- [Excerpted records]:

-- start --

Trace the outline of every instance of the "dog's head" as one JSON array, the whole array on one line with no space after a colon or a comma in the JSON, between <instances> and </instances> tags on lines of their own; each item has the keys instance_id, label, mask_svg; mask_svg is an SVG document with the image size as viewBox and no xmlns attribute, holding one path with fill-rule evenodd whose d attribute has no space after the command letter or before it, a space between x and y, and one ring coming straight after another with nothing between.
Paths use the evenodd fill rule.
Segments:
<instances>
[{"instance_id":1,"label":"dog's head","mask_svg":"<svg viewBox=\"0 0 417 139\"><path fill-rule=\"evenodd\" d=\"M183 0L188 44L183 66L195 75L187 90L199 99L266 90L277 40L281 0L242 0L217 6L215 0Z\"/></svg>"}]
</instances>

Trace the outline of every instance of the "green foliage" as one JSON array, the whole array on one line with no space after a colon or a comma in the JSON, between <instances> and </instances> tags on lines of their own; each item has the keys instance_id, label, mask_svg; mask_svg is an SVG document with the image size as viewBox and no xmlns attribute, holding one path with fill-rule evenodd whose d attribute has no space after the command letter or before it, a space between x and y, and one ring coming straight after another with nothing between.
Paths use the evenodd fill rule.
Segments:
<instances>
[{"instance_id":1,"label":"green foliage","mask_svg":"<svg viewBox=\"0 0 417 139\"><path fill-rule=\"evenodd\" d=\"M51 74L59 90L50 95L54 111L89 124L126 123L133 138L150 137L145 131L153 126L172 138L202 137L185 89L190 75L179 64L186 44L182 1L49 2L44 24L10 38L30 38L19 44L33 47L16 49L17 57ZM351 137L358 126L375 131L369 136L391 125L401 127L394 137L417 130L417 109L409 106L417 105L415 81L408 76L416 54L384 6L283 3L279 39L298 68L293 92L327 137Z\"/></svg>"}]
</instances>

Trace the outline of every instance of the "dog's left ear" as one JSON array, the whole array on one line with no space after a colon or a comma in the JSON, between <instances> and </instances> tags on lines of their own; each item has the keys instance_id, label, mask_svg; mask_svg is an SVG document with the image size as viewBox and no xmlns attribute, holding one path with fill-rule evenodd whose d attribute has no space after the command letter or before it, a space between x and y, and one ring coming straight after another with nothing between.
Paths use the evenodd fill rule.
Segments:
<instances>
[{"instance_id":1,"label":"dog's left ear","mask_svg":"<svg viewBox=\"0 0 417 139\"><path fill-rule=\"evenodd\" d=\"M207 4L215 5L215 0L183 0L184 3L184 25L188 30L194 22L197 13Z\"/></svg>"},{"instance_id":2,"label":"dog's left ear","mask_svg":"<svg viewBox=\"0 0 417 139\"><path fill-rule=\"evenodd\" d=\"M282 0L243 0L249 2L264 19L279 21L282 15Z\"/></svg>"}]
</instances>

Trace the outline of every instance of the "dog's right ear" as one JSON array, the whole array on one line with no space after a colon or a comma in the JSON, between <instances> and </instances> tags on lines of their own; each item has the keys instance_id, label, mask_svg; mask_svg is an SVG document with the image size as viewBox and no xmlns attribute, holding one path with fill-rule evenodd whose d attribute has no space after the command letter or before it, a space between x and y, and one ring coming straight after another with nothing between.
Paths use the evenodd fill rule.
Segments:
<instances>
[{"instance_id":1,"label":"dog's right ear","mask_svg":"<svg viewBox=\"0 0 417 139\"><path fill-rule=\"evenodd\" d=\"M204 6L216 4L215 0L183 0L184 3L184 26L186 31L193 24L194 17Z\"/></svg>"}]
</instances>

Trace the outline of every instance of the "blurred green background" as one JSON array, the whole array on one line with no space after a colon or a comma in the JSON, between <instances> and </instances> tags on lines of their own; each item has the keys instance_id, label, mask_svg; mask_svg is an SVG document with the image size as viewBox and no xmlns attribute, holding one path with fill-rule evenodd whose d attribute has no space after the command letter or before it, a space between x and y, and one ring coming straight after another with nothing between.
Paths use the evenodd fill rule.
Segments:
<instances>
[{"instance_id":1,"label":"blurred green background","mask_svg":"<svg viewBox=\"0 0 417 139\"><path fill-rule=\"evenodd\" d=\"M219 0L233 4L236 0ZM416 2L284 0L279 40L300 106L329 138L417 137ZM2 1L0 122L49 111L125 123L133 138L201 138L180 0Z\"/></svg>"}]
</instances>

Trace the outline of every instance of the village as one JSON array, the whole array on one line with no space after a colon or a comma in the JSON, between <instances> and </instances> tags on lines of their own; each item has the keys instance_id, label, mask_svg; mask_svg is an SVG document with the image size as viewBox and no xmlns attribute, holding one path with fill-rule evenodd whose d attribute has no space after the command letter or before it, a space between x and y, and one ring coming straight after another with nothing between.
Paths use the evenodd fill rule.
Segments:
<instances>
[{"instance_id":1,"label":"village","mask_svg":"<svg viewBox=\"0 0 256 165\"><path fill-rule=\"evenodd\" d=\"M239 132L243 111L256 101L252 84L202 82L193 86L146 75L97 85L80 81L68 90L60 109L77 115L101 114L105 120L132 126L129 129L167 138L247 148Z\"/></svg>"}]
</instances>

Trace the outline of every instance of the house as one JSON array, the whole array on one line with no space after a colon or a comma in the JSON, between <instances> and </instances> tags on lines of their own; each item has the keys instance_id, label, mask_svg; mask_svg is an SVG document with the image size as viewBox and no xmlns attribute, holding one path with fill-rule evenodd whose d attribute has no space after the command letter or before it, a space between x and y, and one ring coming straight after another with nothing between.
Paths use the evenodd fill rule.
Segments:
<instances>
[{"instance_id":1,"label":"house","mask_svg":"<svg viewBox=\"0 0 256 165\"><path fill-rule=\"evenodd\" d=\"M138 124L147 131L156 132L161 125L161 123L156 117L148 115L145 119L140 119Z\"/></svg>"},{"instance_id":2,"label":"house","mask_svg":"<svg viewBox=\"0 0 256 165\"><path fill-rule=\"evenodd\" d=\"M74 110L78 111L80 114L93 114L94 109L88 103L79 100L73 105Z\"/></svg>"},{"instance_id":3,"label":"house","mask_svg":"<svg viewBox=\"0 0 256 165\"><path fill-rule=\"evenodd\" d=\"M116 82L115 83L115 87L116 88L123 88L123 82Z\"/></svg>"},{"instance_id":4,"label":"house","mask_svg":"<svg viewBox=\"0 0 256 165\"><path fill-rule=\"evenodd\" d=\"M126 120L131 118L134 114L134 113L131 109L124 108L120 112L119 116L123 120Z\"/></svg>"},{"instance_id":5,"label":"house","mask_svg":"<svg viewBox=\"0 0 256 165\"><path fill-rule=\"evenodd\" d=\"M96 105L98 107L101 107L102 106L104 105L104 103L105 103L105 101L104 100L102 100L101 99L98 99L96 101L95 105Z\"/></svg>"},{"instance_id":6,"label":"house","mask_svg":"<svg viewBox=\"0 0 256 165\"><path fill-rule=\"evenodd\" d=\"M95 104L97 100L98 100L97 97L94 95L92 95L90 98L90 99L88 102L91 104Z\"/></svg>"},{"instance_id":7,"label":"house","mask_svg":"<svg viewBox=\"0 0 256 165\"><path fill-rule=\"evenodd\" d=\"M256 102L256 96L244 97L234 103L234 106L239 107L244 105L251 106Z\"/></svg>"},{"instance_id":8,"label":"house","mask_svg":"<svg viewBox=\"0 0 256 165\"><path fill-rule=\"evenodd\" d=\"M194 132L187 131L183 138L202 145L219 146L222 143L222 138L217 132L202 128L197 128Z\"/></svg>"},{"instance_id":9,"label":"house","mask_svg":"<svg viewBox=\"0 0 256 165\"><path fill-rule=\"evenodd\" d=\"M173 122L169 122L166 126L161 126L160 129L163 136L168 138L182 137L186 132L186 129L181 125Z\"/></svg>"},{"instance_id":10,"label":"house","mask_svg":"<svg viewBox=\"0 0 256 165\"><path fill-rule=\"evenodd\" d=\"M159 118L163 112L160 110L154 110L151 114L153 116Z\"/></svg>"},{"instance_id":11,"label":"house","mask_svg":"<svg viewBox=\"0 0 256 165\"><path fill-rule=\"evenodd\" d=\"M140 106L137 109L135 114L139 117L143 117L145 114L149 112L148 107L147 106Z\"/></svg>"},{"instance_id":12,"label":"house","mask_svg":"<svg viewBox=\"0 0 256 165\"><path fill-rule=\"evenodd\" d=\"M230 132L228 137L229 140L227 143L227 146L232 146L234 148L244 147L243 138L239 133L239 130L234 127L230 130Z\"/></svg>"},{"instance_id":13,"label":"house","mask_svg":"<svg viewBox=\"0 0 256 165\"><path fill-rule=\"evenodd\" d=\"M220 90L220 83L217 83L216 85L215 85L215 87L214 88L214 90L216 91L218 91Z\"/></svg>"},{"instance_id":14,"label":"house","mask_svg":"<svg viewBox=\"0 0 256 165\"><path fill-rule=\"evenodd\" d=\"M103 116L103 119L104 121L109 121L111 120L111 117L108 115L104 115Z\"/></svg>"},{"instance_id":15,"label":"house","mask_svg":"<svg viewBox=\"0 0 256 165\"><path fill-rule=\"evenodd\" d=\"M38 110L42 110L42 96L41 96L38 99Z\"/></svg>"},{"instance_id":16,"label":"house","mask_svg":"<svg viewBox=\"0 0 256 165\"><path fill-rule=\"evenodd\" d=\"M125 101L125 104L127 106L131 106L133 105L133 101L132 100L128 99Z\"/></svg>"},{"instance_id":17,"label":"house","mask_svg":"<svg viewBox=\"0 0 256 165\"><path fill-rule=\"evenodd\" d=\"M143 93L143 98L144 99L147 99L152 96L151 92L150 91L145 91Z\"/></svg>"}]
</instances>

-- end --

- [Stated problem]:
Copy out every line of the listing that contains the string "right", keeping each line unchanged.

- [Result below]:
Trace the outline of every instance of the "dog's right ear" as one JSON array, the whole array on one line with no space after a colon or a comma in the JSON, between <instances> and </instances> tags on lines of their own; each item has the keys instance_id, label, mask_svg; mask_svg is an SVG document with the image size as viewBox and no xmlns attribute, holding one path with fill-rule evenodd whose d attribute has no space after the command letter or before it, a space between x and y, and one ring coming straight after another with nothing between.
[{"instance_id":1,"label":"dog's right ear","mask_svg":"<svg viewBox=\"0 0 417 139\"><path fill-rule=\"evenodd\" d=\"M204 6L216 4L215 0L183 0L184 3L184 26L186 31L193 24L194 17Z\"/></svg>"}]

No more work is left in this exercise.